━━━ Information shown ━━━
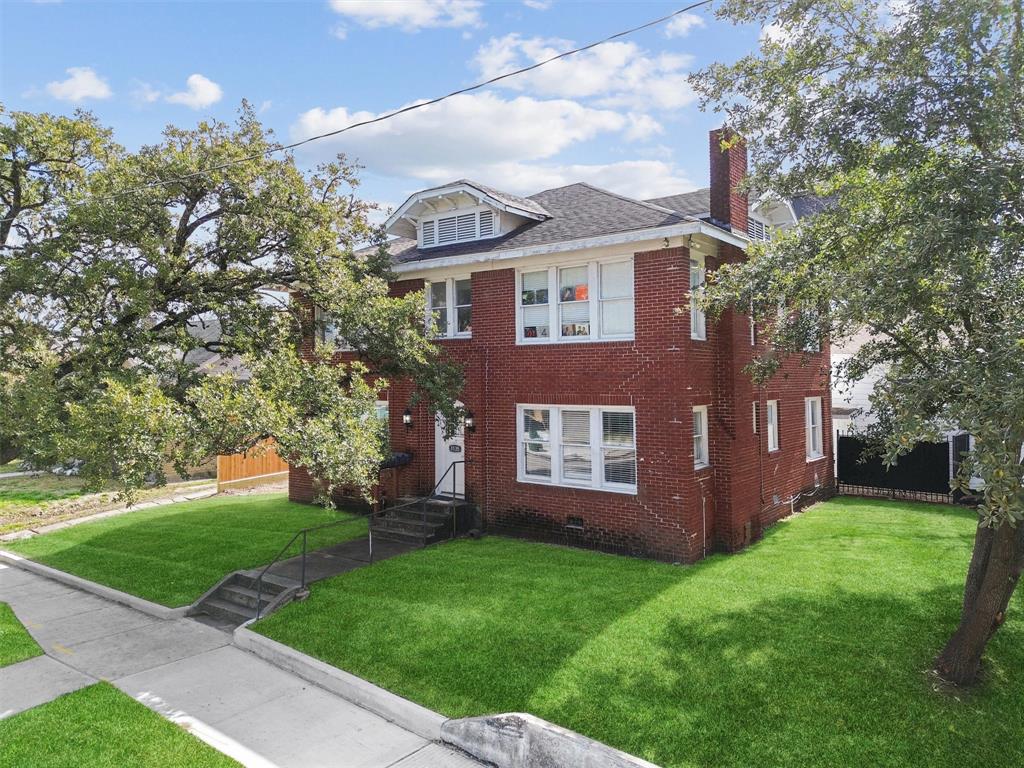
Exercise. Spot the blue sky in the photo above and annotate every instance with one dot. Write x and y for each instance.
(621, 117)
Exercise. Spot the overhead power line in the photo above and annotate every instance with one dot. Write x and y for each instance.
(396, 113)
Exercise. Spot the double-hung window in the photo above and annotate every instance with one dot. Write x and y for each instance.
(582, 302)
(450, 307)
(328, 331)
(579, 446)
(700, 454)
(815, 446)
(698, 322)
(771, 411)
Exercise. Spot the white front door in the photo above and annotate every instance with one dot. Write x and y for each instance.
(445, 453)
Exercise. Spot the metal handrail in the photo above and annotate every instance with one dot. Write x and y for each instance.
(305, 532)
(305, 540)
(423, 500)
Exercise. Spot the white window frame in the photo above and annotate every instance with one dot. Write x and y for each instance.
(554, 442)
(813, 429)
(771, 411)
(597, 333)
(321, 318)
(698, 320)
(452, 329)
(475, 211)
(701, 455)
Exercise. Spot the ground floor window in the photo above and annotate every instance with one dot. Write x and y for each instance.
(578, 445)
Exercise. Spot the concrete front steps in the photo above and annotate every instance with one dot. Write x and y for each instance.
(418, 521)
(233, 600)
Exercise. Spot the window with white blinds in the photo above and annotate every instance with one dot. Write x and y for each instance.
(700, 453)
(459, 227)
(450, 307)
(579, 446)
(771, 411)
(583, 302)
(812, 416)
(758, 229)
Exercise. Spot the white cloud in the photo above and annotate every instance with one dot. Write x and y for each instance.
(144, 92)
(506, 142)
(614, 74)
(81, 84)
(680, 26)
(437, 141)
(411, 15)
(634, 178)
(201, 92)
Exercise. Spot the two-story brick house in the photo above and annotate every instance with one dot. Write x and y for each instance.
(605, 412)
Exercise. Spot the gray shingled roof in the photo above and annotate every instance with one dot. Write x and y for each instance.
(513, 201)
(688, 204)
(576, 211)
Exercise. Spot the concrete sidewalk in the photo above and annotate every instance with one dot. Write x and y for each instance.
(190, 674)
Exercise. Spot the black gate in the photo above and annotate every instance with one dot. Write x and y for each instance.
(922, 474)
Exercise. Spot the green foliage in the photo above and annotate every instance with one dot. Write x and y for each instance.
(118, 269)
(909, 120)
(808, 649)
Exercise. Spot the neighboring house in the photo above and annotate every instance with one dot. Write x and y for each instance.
━━━
-- Exercise details --
Reproduce the listing above line for line, without changing a word, and leave out the pictures.

-- Solved exercise --
Exercise. Spot the blue sky in the photo above and annotate every instance with one dot. Write x and y for each instance.
(621, 117)
Exercise. Spot the overhead power line in the photo above and annotate every instance with one dot. Write x and y for each instance.
(396, 113)
Exercise. Spot the double-hung window in the photo above and annotate every instance with one dot. Write x and y for each instance.
(582, 302)
(450, 307)
(328, 331)
(579, 446)
(700, 454)
(815, 446)
(698, 322)
(771, 411)
Exercise. Spot the white front door in the photo above and annotate every instance with one dot. Write x and y for each instance.
(445, 453)
Exercise. Spot the metal handrail in the photo above and annotate every instance with one dot. Write x and y for each instance.
(305, 532)
(305, 540)
(423, 500)
Exercise. Spot the white window frame in the photo above and annotate every instance with one dot. Write x and y for each instance.
(554, 442)
(813, 429)
(771, 411)
(597, 333)
(321, 318)
(698, 320)
(452, 329)
(475, 211)
(701, 455)
Exercise. Spot the ground floor window in the photo above and annotate every instance with one dot. Write x and y for each instance.
(578, 445)
Exercise. Spot the concrete front steps in the photo above and annotate every instance with one dot. Write x and y for each instance.
(418, 521)
(233, 600)
Exercise. Spot the window with white blinds in the photo above and annotate every instance with one dot. Write x and y for each instance.
(700, 453)
(459, 227)
(450, 307)
(579, 446)
(771, 411)
(583, 302)
(812, 416)
(758, 229)
Exercise. Spot the white cloud in the photo above and annotate every instance with one dot. Write x and y for each instance.
(144, 92)
(506, 142)
(614, 74)
(81, 84)
(680, 26)
(437, 141)
(411, 15)
(634, 178)
(201, 92)
Exercise. Spot the two-story brick house in the photo above and annotate every instance with one dot. Write x and y for each instance.
(605, 412)
Exercise. Spot the gray shingled roof in the photo above and annotate every instance with one dot. Write x and y for each instance.
(513, 201)
(688, 204)
(576, 211)
Exercise. Spot the concrete sidewalk in the photo above and annotate every instance with one dot. Write x and y for each instance.
(190, 674)
Exercise. Spot the black gate in the photo above and annotate every instance with one dot. Write x and y for each instance.
(922, 474)
Exercise. Spot the green foliage in the photo above and annotate every instance with one dot. Write x and y for each instance.
(118, 269)
(909, 120)
(808, 649)
Exercise. Spot the neighboring house in the photo above and annotate every instance with one dot. Write x and y for each instance.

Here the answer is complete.